──────── The data

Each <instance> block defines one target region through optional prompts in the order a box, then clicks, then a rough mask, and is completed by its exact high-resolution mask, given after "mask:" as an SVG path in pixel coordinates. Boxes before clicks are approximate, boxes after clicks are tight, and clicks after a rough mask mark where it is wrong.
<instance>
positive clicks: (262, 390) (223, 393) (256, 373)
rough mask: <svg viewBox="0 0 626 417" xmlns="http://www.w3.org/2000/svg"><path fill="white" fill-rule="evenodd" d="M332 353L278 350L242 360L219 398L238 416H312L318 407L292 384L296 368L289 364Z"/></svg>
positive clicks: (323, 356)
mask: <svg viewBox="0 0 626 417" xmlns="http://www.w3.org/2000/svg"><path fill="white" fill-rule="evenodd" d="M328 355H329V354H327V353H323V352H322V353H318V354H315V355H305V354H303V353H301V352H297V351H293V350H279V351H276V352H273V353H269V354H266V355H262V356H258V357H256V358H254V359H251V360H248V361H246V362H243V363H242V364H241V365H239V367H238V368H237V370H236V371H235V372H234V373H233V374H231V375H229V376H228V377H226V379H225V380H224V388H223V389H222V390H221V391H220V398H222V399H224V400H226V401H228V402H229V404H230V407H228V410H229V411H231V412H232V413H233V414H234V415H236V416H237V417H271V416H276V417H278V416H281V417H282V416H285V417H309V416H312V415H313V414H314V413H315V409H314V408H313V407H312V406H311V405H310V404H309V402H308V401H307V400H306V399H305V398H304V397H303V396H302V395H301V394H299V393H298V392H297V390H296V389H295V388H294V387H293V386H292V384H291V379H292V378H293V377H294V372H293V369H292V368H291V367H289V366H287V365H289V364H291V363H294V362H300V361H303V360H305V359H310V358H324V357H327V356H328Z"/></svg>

────────────────
──────── The data

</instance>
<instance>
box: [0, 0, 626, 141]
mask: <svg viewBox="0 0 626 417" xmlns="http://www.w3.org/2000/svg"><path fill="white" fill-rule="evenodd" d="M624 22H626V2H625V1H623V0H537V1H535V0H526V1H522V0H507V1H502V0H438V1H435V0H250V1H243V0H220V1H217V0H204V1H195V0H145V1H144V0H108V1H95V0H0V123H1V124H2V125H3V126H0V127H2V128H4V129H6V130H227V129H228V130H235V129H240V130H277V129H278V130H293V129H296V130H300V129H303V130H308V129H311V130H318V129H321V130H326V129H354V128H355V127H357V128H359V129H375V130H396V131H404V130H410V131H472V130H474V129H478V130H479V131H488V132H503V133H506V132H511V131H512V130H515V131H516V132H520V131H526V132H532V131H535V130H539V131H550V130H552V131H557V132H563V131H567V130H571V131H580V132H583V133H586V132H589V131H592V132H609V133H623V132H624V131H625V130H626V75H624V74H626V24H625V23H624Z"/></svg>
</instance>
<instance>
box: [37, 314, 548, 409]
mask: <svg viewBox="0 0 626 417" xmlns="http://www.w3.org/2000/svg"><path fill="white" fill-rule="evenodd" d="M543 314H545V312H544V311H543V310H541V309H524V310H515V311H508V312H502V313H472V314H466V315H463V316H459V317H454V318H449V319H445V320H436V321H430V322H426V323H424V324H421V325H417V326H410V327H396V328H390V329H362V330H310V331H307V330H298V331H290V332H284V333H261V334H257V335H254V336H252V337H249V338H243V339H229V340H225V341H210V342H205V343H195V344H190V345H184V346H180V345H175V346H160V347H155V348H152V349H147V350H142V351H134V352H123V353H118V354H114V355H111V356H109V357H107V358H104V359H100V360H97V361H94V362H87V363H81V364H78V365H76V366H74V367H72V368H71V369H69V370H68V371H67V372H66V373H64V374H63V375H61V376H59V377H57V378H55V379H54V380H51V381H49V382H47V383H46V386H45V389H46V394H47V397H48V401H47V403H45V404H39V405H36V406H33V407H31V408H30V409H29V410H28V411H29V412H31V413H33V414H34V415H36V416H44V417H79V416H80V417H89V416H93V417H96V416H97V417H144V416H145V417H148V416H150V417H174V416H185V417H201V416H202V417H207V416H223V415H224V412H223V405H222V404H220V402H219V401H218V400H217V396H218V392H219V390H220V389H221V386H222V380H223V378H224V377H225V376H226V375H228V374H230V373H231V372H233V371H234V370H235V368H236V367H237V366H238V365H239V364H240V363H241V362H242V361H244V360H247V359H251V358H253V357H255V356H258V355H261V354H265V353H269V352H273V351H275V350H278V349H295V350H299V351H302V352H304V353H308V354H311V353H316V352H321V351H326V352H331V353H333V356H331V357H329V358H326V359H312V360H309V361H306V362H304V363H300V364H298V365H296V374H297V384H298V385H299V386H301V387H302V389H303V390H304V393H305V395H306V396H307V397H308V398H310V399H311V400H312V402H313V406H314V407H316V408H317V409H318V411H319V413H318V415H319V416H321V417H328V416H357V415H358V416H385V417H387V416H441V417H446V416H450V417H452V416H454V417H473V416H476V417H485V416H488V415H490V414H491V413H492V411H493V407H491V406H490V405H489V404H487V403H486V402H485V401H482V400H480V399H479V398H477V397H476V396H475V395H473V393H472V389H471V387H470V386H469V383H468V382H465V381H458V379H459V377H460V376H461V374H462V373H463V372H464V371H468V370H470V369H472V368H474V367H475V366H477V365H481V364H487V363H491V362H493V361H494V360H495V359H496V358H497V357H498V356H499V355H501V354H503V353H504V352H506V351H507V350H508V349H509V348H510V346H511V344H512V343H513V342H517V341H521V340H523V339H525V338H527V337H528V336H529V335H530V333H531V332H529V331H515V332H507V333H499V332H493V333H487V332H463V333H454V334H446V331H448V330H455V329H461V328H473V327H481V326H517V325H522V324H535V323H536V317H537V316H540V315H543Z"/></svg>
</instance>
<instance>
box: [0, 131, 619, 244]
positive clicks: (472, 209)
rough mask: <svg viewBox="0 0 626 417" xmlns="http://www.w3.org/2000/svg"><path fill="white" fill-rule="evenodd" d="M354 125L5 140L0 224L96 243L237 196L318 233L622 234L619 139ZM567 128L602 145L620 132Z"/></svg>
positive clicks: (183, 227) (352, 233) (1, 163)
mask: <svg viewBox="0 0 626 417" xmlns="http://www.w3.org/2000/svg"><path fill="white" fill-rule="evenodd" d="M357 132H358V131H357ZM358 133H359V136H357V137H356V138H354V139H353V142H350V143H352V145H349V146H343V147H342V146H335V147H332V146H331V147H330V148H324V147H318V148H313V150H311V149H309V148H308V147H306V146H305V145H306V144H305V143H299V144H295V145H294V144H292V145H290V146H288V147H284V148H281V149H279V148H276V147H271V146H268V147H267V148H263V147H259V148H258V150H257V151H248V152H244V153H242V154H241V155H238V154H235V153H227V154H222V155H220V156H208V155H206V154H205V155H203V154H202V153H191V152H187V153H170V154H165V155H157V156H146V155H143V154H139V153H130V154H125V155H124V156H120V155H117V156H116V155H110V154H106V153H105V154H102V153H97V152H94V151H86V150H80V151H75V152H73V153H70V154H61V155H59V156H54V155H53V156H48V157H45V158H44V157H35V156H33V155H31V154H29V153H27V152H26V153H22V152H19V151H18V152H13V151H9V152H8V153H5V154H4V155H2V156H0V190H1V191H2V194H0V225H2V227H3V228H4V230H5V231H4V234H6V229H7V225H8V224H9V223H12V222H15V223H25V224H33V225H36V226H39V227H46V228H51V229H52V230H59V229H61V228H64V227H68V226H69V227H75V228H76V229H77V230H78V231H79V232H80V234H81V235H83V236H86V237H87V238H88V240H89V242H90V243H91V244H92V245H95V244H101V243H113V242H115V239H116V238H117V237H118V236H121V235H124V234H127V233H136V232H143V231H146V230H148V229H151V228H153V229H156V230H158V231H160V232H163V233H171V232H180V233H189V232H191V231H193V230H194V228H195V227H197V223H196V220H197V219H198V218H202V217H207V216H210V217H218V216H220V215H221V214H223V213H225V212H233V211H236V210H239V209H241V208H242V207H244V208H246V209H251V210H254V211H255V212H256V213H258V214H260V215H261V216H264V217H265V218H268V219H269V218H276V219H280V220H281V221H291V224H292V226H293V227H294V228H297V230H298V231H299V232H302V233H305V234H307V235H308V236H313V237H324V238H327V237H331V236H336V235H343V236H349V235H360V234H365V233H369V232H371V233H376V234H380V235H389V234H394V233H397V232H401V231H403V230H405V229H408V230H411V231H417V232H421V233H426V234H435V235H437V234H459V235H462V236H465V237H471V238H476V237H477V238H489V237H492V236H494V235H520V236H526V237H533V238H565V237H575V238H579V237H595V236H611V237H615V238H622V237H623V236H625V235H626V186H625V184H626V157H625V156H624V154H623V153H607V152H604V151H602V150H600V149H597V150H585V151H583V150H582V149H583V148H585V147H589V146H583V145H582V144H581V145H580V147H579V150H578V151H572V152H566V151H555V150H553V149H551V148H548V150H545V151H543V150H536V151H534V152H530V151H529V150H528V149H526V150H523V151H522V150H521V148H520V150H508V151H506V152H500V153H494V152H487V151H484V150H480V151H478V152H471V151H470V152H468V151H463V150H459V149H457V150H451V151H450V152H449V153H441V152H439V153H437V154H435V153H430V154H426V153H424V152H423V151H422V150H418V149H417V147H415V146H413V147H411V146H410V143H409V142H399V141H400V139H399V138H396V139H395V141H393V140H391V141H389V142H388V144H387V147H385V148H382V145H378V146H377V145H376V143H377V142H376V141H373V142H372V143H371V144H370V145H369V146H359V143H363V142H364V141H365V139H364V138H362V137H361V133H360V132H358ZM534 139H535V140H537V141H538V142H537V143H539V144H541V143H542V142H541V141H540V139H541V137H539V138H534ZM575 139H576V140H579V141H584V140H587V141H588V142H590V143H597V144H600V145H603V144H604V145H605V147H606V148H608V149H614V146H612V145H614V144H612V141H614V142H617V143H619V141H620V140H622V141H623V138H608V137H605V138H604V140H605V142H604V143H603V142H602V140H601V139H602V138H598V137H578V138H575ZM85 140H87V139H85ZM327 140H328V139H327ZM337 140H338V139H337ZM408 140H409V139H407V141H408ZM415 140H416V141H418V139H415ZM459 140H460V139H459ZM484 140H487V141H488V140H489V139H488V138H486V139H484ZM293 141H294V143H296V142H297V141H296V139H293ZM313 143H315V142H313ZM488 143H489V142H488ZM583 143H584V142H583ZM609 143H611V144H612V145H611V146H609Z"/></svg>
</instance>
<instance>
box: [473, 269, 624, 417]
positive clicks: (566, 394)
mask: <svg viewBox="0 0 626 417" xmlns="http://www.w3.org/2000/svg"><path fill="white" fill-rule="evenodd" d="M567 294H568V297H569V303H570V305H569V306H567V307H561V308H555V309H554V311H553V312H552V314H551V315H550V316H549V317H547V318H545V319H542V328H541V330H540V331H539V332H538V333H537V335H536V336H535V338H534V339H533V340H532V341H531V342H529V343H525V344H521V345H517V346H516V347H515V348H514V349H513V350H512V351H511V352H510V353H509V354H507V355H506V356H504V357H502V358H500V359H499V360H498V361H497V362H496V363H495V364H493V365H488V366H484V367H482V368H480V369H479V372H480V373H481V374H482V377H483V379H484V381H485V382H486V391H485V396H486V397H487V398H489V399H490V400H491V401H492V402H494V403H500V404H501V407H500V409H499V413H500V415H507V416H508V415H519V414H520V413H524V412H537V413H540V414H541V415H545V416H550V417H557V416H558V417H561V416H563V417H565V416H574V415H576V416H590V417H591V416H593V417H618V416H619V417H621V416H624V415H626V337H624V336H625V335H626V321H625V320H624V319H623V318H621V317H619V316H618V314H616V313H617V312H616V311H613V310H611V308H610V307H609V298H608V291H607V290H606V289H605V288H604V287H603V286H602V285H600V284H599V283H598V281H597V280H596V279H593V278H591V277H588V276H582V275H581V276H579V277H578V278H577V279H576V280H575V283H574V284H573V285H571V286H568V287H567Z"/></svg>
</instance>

────────────────
──────── The data

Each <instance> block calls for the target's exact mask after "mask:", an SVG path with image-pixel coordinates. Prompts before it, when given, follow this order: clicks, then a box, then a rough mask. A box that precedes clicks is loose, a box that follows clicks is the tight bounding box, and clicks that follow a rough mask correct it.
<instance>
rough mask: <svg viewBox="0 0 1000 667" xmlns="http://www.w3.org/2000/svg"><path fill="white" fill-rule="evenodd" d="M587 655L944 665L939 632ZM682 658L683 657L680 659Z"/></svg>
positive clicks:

────────────────

Exercise requirements: Could you retype exactly the lines above, starting at the line that contains "Each <instance> block defines" and ending at the line that contains "353L278 350L242 360L219", and nothing more?

Response below:
Each <instance> block defines one target region through optional prompts in the order a box, then clicks, then a rough mask, and is completed by its exact high-resolution mask, given after "mask:" as an SVG path in pixel coordinates. Boxes before clicks are approximate, boxes after clicks are tight, and clicks after a rough mask mark where it is wrong.
<instance>
positive clicks: (262, 390) (223, 393) (256, 373)
rough mask: <svg viewBox="0 0 626 417" xmlns="http://www.w3.org/2000/svg"><path fill="white" fill-rule="evenodd" d="M332 353L278 350L242 360L219 398L238 416H312L318 407L292 384L296 368L289 364Z"/></svg>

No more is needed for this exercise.